======== READING PASSAGE

Also that first knock down looked pretty tasty, Agnew didn't like it though..
This fight almost looked like when Ali fought Holmes. Of course, Ali wasn't the great Ali any more. Agnew fought out of a shell and the fight ended early predictably. Fighters sure don't give themselves a chance if they don't fight back. I remember when fighters wouldn't fight Tyson back and he ran all over them but when they started fighting back it got interesting. This fight makes me wonder a whole lot about what would happen with Kovalev and Superman even though it most likely won't happen now.
Agnew made Chicago look bad tonight. I have a feeling I will talk to him at the Chicago Golden Gloves Finals in two weeks. He seemed intimidated by the moment. Maybe he will be better next time.
his parents kept a straight face throughout the entire fight. Stiff upper lip. This comes from knowing that you son has just made more money fighting Kovalev than all of his previous fights combined. .. and knowing that a good son.... always shares.
I have no doubt he'll be back to get another taste... as a gatekeeper somewhere down the line.
for a right hander, Kovalev throws the left jab like a power punch. the potency of his punches are unbelievable... I also doubt he would have faded in the later rounds. I have no doubt he is a fully developed 12 round fighter.
Ha... Good sons always share, perhaps, but the spoils could have been much larger.. Why give them a slice when you could have given them the whole loaf and some butter to grease it with.. His post fight reaction after bein counted out said it all for me.
Still he lasted much longer than I expected so fair play to the man. I wonder how different it would have been had he pressed the attack, fought fire with fire. and Kova is a 12 rounder for sure. He trains, he's got so many rounds banked. He hasn't been in the trenches yet but no doubt when he gets stuck in a long drag he'll have the attributes in him to carry him to a victory.
Make no mistake, Sergey Kovalev is no fluke, no power-punching fighter who burns out by the third round. Last week, I was watching Cedric Agnew being interviewed on The Boxing Channel here on this site.
"He's only human," Agnew said of Kovalev. "He can be hurt. He can be beat."

================
======== PROVIDED DATA

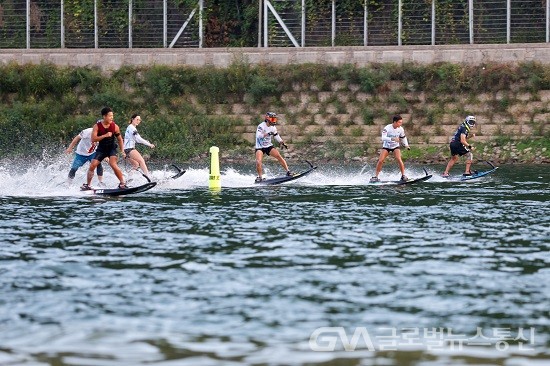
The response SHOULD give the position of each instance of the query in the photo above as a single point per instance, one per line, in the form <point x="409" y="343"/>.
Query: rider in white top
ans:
<point x="265" y="131"/>
<point x="393" y="136"/>
<point x="389" y="135"/>
<point x="85" y="151"/>
<point x="131" y="137"/>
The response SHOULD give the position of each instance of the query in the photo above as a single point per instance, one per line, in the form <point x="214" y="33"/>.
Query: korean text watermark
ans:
<point x="327" y="339"/>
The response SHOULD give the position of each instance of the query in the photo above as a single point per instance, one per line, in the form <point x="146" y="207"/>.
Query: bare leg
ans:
<point x="113" y="163"/>
<point x="397" y="154"/>
<point x="90" y="174"/>
<point x="137" y="161"/>
<point x="469" y="163"/>
<point x="259" y="158"/>
<point x="450" y="164"/>
<point x="277" y="155"/>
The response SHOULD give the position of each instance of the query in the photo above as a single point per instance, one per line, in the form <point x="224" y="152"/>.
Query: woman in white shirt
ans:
<point x="393" y="135"/>
<point x="131" y="137"/>
<point x="265" y="131"/>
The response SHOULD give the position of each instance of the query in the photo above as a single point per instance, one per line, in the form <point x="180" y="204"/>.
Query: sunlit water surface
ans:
<point x="435" y="273"/>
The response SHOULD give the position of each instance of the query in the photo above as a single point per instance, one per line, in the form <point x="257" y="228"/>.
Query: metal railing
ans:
<point x="281" y="23"/>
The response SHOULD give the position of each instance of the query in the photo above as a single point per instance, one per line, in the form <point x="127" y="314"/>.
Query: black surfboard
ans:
<point x="179" y="173"/>
<point x="120" y="191"/>
<point x="403" y="182"/>
<point x="476" y="174"/>
<point x="279" y="180"/>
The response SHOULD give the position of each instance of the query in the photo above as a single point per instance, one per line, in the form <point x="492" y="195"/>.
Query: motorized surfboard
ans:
<point x="279" y="180"/>
<point x="120" y="191"/>
<point x="403" y="182"/>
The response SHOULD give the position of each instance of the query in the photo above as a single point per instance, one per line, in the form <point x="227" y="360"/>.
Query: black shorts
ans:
<point x="266" y="150"/>
<point x="457" y="149"/>
<point x="102" y="154"/>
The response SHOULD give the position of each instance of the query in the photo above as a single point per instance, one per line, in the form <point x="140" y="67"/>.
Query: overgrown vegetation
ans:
<point x="183" y="107"/>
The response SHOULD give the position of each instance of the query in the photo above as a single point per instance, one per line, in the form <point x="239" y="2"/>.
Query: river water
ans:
<point x="325" y="270"/>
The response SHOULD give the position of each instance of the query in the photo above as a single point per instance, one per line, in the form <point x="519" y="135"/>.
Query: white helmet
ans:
<point x="470" y="121"/>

================

*EXERCISE*. Could you write the next part of the Kovalev–Agnew fight comments, picking up after the last line shown? The rows are separate from the Kovalev–Agnew fight comments.

*ANSWER SECTION*.
I have heard those same words over and over again by the guys who were heavy underdogs with little chance of winning. They say those things trying to convince themselves they really have a chance of winning, when they know they really don't. Agnew knew it. He knew it from the moment he signed the contract. Yet, the challenger, the underdog, despite knowing they cannot possibly win, train with everything inside them, as if they have a realistic shot at winning. Then they give interviews, saying things like "He's never faced anybody like me" and "He's there to be hit."
Of course, their fight plan goes South the moment they get hit hard for the very first time. That's what happened to Agnew. Power jabs to the body bent him over and the rest pounded him and dropped him.
Finally, in the seventh round, Agnew stayed on a knee after being dropped. He knew he was finished. He knew he had no more to give.
He found out that perhaps Kovalev is not as human as he thought.
Good fight to let Kovalev get some rounds in. He got by a opponant that really covered up and made it difficult. He also handled the cuts well. This fight adds to his experience so it's good. Great interview at the end
Agnew was able to throw some sharp counters even when he was being worn down. He is tough but was not active offensively enough AT ALL.
Kovalev really does have world class finishing skills as Shadow has mentioned. Reminded me of forwards like Ruud van Nistelrooy and Toni, world class finishing but not a lot of technique and flare..but can put any ball in the back of the net with any part of his body whichever way possible. Even it it looks a little sloppy.
That's what I see as one of Kovalevs best qualities, I feel like just has natural knack for sticking to the punches that hurt you and he knows how/when to finish you off.
Did anybody hear what Agnew told his corner after the 5th round in his corner? I missed it and was interested in what was said!